An HOA is a non-profit, voluntary association that the developer of a master-planned community usually creates even before the first house is sold. They appoint the HOA board and ultimately leave the care and maintenance of the community to its HOA. After the developer exits, the HOA can be independent, and homeowners are free to elect the members of the HOA board.
The HOA concept was originally conceived to market and sell homes. Today, there are 63 million people living under a community association, which includes an HOA. This is an estimated 24% of all homes in the U.S.
Among the goals of an HOA is the implementation of community rules, known as covenants, conditions, and restrictions (CC&R). These rules are to preserve, maintain, and enhance the properties in a community while keeping it orderly and peaceful. It also collects HOA fees, used to take care of common areas in a community to benefit all homeowners.
Ultimately, HOAs enforce rules concerning properties. Examples of issues falling under the HOA’s jurisdiction include:
- Architectural/design controls.
- Home maintenance standards.
- Policies on noise complaints.
- Disputes between homeowners.
- Limits to home occupancy.
- Vehicle parking regulations.
- Pet ownership (type, breed, size, and quantity).
- Rules on AirBnB and short-term rentals.
- Garbage disposal and recycling.
How Does HOA Membership Work?
Membership to an HOA begins once someone purchases property within a cluster of apartments, condos, townhouse complexes, or gated communities. Upon becoming a member, a homeowner must follow the HOA rules and contribute to an HOA fund through a recurring HOA fee.
HOA members can volunteer to join the Board of Directors in making decisions when dealing with maintenance issues, addressing members’ complaints, and handling the community’s finances. These decisions—which can impact the value of the property—are made according to rules. These rules limit what the HOA can do concerning the community and its properties and ensure a cohesive atmosphere throughout the neighborhood.

Dataset entries:

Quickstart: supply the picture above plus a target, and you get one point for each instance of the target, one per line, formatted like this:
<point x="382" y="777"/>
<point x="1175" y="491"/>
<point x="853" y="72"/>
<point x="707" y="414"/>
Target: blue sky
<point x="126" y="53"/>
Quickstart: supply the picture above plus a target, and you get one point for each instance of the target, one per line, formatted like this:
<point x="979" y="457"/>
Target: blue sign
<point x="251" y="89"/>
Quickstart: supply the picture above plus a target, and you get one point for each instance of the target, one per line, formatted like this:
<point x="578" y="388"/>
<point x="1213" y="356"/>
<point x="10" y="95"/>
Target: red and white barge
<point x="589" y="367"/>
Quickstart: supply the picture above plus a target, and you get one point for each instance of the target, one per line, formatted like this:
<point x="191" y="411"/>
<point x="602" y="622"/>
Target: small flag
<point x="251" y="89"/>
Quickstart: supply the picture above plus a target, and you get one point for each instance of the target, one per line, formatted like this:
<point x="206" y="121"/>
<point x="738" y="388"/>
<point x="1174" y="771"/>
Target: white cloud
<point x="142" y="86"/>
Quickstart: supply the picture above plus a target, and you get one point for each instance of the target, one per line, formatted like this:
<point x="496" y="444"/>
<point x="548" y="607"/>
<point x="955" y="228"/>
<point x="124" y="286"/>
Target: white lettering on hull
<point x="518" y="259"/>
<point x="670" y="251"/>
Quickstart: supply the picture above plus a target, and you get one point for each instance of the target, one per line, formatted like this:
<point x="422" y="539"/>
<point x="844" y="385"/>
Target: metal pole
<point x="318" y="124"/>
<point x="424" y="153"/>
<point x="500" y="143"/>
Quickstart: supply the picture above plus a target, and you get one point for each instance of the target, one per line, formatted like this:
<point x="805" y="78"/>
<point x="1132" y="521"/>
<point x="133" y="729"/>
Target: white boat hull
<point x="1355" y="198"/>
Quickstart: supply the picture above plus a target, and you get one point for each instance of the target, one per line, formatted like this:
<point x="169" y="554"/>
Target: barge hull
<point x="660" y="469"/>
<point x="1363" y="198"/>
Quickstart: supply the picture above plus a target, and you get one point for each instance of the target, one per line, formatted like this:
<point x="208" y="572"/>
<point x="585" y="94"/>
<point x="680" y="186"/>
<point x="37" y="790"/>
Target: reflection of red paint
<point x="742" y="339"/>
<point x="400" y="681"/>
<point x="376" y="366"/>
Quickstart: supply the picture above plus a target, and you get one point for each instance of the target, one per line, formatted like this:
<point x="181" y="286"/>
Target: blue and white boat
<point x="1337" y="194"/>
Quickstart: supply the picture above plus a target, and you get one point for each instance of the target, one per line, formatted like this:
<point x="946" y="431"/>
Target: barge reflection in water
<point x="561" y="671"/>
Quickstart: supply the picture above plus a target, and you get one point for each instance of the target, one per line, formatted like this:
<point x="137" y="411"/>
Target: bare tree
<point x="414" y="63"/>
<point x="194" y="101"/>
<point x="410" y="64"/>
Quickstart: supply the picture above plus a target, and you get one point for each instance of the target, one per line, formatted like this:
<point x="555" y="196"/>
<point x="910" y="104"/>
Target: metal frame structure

Task instructions: Transcribe word for word the part of the homeowners association text that opens with "An HOA is a" and closes with "the HOA board.".

Response to this exercise:
An HOA is a non-profit, voluntary association that the developer of a master-planned community usually creates even before the first house is sold. They appoint the HOA board and ultimately leave the care and maintenance of the community to its HOA. After the developer exits, the HOA can be independent, and homeowners are free to elect the members of the HOA board.